━━ Input data

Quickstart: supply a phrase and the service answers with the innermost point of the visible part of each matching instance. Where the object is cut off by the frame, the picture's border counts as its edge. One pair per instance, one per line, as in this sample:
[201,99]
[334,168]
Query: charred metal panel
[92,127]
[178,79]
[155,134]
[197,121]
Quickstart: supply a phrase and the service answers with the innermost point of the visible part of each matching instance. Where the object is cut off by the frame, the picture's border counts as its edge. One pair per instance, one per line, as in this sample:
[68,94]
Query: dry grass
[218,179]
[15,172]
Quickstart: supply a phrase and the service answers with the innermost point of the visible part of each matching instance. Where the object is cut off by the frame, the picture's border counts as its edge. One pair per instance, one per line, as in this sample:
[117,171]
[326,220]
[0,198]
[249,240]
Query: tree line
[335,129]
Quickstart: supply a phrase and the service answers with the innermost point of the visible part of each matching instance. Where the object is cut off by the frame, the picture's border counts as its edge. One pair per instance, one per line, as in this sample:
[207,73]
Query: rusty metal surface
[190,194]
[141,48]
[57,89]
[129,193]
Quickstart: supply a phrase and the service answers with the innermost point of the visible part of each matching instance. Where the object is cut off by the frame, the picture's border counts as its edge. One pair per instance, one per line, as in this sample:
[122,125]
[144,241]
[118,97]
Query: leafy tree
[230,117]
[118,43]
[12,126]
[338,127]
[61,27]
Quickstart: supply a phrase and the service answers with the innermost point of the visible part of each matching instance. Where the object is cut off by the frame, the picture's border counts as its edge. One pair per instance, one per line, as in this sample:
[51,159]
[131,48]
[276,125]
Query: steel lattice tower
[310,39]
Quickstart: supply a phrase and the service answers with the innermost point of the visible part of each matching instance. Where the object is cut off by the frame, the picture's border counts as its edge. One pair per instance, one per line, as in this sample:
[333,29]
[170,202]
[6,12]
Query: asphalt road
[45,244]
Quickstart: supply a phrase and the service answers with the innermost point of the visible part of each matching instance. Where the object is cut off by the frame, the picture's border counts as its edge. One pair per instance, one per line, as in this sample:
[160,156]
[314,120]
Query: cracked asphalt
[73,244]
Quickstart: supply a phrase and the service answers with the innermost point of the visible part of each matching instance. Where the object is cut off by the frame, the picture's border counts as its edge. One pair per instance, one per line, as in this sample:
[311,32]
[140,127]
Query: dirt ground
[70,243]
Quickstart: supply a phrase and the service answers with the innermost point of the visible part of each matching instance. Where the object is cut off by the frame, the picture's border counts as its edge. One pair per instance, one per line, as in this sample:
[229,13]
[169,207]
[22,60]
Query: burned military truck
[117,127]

━━━━

Please write out the records from above, keeping every line exact.

-- Result --
Quickstart: supply a phrase and the service answers with the innermost point of the visible part of each matching instance. Where the object is cut off by the frame, the picture's border counts as its edge. One pair per instance, one per line, as in this sample:
[201,99]
[334,168]
Query: charred metal panel
[92,127]
[178,79]
[155,134]
[197,121]
Quickstart: supply a phrase and the service answers with the innermost point of the visible part of each matching instance. Where the object is cut off by the frame, the picture's border counts as its edge. One pair per instance, one per line, as in this sample:
[68,94]
Query: dry grass
[218,179]
[15,172]
Quickstart: supply a phrase and the service answers with the innermost point of the visible part of each matching instance. Where the object is cut off by the frame, the picture's border counts as its edge. One pair per instance, one per line, as in this sample:
[117,171]
[326,220]
[0,198]
[249,240]
Query: tree line
[335,129]
Quickstart: supply a phrase and the service answers with the innermost point of the visible part of each matching instance. Where the object is cut off by the frame, the picture's border counts as its edge. One pair per instance, one per line, as in this sample:
[207,73]
Query: rusty metal surface
[190,194]
[141,48]
[57,89]
[129,193]
Quickstart: supply a phrase and the service answers with the innermost point of the visible part of each matching instance. Where the object is cut off by the frame, the picture's border counts as its edge. One pair per instance, one per line, as in this sample:
[122,125]
[144,241]
[118,97]
Query: leafy tree
[230,117]
[118,43]
[12,126]
[338,127]
[61,27]
Quickstart: supply a phrase and the service answers with the innermost point of the visible part of each matching instance. Where the object is cut off by the frame, the picture's border counts as its edge. One pair per instance, one per line, as in this sample:
[51,159]
[131,48]
[276,125]
Query: steel lattice tower
[310,39]
Quickstart: supply a phrase and the service answers with the innermost point of the visible part of each matching instance. Where the object is cut off by the frame, the picture's border counts as its edge. One pair per instance, one per line, as in this sample:
[333,29]
[170,202]
[6,12]
Query: asphalt road
[45,244]
Quickstart: supply a phrase and the service answers with the innermost point of the visible part of each matching instance. Where the object is cut off by the frame, the picture's border counts as its edge. One pair per instance, one per line, as in this sample:
[160,156]
[314,120]
Query: cracked asphalt
[73,244]
Quickstart: supply a phrase and the service answers with the innermost point of the visible part of each matching instance. Where the object is cut off by the frame, the picture's border counts as its edge. One pair per instance, one per line, as in this sample:
[311,32]
[140,127]
Query: dirt ground
[70,243]
Quickstart: supply a phrase and the service answers with the innermost point of the visible part of each matching instance. Where the object is cut off by the frame, the picture's border counts as its edge. One pair per instance, one per line, as in this sample:
[229,13]
[169,207]
[22,60]
Query: burned military truck
[117,127]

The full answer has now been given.